## Document text

══════

The mayor of Niverville, Man., is insulted his community will face increased COVID-19 restrictions and is calling for an exemption, because its vaccination rate is above the provincial average.
Myron Dyck said he doesn’t take issue with the need for more strict rules in the province where case numbers are creeping back up, but he does not like how it’s being regionalized and leaving Niverville lumped in with communities with low vaccination rates.
“I say that this has been a bit of an overreach and I’m hoping that Dr. Roussin will see that, and we can meet and that this can be corrected,” he said.
Chief Provincial Public Health Officer Dr. Brent Roussin on Friday announced new rules that target the unvaccinated by curtailing gatherings if they include people who are eligible to be vaccinated but have not been.
While those rules are provincewide, the new restrictions also come with a specific limitation for the Southern Health region, which contains the communities in Manitoba with the lowest vaccination rates and consequently, a disproportionate share of the growing caseload.

══════

## Assignment 1
Shorten the paragraph in the Niverville article that begins "Myron Dyck said he doesn't take issue" into one sentence, keeping its main facts.
## Assignment 2
From the Niverville article, retype the passage starting with "Myron Dyck said" and going on through "the growing caseload.".
## Assignment 3
Give a two-sentence summary of the Niverville article.

══════

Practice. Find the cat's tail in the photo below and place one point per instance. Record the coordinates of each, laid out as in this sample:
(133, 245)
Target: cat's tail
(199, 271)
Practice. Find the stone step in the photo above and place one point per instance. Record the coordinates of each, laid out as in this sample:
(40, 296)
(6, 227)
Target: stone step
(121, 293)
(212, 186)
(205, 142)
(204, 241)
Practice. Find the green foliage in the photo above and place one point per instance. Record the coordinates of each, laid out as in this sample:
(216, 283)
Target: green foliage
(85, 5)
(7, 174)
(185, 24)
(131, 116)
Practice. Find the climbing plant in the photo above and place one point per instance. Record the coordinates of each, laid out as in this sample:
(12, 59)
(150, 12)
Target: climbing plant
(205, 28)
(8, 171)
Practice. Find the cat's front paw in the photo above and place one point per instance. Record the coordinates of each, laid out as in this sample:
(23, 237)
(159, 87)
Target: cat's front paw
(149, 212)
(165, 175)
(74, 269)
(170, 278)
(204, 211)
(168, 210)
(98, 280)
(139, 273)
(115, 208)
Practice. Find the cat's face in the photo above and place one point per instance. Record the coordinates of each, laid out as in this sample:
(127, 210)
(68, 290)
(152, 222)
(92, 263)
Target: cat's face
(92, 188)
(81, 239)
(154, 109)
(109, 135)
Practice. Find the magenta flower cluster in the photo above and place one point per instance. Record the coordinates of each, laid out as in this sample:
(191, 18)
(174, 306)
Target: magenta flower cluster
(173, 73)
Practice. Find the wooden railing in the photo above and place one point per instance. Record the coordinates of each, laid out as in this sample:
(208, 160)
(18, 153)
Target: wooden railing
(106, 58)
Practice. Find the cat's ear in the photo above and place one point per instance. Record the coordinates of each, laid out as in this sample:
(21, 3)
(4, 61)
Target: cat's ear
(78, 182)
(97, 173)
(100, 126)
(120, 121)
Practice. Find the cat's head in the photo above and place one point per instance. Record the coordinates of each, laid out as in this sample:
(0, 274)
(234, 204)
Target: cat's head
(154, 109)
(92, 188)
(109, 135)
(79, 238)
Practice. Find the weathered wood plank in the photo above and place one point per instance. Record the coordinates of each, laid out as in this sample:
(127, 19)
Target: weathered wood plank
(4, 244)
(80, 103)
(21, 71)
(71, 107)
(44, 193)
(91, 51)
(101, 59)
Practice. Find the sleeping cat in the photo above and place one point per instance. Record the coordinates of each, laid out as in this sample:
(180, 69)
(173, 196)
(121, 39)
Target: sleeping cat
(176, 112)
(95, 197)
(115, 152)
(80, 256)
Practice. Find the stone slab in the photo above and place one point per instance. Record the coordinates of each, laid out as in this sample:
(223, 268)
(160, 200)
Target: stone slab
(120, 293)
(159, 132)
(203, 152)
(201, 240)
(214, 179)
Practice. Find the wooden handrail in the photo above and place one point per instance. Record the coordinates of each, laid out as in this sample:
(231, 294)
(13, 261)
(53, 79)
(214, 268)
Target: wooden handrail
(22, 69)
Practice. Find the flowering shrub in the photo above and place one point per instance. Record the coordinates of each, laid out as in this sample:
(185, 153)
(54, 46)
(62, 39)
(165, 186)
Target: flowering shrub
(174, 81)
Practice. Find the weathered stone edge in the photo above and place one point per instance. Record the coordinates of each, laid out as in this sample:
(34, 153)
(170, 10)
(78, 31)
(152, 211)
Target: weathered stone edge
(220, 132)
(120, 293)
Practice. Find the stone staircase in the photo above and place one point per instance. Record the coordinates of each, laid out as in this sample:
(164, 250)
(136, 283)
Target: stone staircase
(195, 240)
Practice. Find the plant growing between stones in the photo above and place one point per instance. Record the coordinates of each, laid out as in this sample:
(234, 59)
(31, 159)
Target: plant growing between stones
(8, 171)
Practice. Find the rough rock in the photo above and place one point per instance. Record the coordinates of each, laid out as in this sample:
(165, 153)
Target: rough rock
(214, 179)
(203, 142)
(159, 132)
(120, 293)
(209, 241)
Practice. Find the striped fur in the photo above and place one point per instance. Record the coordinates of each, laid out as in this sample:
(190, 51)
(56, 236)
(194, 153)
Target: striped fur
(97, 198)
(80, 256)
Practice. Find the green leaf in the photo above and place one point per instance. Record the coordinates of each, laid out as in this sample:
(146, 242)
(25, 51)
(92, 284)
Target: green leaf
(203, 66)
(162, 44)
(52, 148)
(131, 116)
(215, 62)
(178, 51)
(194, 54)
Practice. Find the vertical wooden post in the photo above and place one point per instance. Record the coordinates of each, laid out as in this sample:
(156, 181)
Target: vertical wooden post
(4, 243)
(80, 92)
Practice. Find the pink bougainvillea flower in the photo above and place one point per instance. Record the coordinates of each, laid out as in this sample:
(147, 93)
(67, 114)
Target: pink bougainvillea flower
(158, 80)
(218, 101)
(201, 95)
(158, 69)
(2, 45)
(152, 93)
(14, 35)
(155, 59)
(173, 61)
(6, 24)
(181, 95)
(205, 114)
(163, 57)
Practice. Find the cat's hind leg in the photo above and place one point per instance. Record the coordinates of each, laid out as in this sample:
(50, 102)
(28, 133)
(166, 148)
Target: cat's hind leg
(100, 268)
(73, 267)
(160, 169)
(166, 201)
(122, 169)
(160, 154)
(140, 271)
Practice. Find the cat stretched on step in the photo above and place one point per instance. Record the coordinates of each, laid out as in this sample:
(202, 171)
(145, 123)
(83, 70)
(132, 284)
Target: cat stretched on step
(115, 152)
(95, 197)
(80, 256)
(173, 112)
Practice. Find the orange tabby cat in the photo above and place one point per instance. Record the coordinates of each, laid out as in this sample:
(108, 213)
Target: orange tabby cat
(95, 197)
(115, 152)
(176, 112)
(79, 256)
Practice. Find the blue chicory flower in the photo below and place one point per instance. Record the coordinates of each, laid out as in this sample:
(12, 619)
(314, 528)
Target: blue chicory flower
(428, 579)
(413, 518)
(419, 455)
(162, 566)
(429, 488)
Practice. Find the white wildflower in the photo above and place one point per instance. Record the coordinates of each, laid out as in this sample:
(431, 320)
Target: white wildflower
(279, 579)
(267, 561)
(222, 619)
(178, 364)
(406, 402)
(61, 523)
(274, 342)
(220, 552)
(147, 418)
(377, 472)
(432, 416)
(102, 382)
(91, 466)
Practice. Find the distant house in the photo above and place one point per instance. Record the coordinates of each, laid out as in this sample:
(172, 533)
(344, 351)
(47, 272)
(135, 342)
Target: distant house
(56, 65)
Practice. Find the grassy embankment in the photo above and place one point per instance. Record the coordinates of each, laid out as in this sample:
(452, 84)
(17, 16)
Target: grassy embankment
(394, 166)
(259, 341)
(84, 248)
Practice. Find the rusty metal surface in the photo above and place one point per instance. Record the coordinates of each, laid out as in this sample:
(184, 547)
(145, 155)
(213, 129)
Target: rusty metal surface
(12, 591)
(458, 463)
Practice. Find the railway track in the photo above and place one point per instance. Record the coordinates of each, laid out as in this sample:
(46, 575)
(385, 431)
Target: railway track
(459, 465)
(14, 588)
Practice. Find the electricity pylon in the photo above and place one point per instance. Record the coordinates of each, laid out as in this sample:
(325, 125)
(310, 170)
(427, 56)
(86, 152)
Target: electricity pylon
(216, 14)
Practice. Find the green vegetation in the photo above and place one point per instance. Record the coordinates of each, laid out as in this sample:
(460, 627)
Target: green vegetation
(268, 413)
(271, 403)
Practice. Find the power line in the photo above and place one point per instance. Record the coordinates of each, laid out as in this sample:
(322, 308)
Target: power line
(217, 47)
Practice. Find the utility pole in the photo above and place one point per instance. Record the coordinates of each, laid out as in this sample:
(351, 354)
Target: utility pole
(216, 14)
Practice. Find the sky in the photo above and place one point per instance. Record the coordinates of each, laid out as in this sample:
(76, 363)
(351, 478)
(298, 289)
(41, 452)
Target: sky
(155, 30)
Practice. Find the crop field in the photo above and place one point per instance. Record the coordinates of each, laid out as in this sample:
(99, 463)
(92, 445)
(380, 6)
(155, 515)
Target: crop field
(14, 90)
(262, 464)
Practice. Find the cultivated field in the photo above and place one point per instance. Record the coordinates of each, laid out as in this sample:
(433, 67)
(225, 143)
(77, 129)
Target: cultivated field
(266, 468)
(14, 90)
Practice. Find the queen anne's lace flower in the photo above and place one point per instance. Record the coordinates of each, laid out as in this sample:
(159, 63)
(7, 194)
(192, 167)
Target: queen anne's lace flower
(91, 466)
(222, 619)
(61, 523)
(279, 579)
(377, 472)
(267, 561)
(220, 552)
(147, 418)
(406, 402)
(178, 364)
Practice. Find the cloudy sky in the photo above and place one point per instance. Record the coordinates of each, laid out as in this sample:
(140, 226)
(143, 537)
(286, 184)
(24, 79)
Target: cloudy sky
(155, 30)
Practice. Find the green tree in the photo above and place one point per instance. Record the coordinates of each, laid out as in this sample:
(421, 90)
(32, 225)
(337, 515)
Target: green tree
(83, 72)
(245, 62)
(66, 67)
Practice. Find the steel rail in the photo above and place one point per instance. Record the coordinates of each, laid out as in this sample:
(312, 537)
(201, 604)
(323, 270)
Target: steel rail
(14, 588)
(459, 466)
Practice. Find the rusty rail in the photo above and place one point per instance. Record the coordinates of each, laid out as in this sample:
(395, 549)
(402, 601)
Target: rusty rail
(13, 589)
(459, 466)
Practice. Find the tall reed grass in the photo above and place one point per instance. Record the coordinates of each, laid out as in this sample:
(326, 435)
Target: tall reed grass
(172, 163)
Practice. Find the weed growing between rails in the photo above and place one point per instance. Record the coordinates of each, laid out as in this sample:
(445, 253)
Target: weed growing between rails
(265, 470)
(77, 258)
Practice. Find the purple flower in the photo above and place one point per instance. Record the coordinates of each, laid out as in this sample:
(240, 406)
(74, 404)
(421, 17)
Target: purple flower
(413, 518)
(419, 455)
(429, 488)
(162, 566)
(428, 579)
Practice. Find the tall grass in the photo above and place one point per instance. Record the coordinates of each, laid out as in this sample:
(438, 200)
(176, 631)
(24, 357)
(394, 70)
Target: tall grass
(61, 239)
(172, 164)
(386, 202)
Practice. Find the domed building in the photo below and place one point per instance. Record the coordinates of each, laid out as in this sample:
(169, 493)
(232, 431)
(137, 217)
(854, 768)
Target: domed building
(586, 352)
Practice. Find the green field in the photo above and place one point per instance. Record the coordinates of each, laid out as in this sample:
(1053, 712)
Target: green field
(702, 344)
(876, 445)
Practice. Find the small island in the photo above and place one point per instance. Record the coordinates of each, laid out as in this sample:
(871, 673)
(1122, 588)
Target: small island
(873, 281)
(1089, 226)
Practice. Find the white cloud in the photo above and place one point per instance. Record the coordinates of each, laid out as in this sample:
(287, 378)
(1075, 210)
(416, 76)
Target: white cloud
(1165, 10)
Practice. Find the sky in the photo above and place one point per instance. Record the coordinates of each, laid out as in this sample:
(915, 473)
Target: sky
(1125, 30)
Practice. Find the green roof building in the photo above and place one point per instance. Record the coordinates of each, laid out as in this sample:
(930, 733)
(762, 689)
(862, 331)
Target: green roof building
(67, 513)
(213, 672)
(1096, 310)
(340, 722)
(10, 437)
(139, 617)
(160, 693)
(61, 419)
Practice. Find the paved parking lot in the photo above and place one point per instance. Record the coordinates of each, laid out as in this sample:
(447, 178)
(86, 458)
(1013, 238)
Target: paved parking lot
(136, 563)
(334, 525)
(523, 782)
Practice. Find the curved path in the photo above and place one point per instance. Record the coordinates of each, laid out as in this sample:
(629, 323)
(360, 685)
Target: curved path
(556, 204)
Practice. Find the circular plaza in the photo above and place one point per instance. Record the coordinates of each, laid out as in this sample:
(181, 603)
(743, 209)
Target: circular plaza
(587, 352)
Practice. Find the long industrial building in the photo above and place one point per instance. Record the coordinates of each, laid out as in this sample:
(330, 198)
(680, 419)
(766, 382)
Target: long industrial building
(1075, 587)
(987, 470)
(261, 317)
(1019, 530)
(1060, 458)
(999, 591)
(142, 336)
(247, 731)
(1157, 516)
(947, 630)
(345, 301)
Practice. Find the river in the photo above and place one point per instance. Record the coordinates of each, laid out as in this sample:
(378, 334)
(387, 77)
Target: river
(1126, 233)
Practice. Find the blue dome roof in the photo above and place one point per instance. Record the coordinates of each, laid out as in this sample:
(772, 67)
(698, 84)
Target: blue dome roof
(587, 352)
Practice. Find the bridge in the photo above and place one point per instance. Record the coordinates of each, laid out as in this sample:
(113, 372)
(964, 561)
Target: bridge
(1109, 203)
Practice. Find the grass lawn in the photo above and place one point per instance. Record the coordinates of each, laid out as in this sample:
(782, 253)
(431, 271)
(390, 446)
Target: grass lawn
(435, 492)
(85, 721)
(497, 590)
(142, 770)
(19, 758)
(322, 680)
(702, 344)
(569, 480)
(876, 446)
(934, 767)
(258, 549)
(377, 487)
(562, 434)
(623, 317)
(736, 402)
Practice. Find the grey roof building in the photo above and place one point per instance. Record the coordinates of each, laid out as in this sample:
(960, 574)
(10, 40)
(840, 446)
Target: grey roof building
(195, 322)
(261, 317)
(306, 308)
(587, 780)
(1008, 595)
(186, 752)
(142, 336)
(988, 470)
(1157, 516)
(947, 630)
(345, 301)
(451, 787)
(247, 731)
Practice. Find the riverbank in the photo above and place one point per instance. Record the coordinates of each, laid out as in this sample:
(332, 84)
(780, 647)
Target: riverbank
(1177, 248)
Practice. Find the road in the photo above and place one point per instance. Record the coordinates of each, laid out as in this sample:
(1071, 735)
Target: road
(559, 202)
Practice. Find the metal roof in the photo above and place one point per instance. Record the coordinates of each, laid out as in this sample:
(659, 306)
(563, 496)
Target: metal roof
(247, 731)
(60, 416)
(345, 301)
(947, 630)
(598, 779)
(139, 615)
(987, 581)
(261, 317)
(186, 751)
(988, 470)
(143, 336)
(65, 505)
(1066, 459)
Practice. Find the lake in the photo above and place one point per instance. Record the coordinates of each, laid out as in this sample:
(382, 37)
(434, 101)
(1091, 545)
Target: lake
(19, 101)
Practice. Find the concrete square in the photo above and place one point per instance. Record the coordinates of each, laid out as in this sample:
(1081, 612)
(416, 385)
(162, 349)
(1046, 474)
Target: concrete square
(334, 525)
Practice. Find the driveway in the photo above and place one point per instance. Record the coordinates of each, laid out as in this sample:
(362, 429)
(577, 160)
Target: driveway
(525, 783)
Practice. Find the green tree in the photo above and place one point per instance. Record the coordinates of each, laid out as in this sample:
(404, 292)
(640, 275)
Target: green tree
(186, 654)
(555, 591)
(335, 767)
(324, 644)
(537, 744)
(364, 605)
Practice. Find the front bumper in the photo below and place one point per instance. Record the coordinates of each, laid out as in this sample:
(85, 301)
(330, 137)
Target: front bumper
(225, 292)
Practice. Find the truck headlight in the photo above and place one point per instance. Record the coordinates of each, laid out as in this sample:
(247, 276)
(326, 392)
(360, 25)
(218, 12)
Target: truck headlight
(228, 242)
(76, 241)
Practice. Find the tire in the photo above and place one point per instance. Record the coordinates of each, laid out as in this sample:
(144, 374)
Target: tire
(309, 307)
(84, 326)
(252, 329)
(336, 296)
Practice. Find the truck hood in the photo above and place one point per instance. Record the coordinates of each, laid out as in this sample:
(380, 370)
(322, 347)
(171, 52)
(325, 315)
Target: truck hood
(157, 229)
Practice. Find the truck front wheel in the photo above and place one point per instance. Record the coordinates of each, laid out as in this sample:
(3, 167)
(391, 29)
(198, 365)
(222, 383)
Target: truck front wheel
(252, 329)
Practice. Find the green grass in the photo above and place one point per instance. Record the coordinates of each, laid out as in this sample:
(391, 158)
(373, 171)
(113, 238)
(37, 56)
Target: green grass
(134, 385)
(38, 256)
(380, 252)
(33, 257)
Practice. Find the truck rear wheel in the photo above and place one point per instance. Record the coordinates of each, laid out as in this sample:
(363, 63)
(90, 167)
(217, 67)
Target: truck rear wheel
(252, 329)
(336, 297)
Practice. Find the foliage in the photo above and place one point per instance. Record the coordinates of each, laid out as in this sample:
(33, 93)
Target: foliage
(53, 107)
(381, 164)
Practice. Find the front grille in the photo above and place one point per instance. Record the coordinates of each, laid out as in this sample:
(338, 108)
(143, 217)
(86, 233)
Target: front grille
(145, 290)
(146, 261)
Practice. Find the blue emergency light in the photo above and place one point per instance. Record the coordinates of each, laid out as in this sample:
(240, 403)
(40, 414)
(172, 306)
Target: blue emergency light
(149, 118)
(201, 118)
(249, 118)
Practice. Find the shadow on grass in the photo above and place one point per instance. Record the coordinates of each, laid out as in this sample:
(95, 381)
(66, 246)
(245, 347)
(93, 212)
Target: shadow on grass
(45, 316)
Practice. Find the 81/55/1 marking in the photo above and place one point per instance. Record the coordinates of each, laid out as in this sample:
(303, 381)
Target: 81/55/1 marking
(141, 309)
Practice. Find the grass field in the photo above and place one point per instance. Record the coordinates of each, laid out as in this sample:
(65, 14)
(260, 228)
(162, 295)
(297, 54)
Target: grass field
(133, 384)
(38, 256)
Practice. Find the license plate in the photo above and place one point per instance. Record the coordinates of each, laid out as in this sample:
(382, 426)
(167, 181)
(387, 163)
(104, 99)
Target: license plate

══════

## Answer space 1
Myron Dyck accepts that stricter rules are needed as case numbers rise again in the province, but he objects to the regional approach that lumps Niverville in with communities that have low vaccination rates.

## Answer space 2
Myron Dyck said he doesn’t take issue with the need for more strict rules in the province where case numbers are creeping back up, but he does not like how it’s being regionalized and leaving Niverville lumped in with communities with low vaccination rates.
“I say that this has been a bit of an overreach and I’m hoping that Dr. Roussin will see that, and we can meet and that this can be corrected,” he said.
Chief Provincial Public Health Officer Dr. Brent Roussin on Friday announced new rules that target the unvaccinated by curtailing gatherings if they include people who are eligible to be vaccinated but have not been.
While those rules are provincewide, the new restrictions also come with a specific limitation for the Southern Health region, which contains the communities in Manitoba with the lowest vaccination rates and consequently, a disproportionate share of the growing caseload.

## Answer space 3
Niverville's mayor, Myron Dyck, wants his community exempted from increased COVID-19 restrictions because its vaccination rate is above the provincial average, and he calls the regional approach an overreach. Dr. Brent Roussin announced provincewide rules that limit gatherings that include eligible unvaccinated people, plus a specific limitation for the Southern Health region, which has Manitoba's lowest vaccination rates.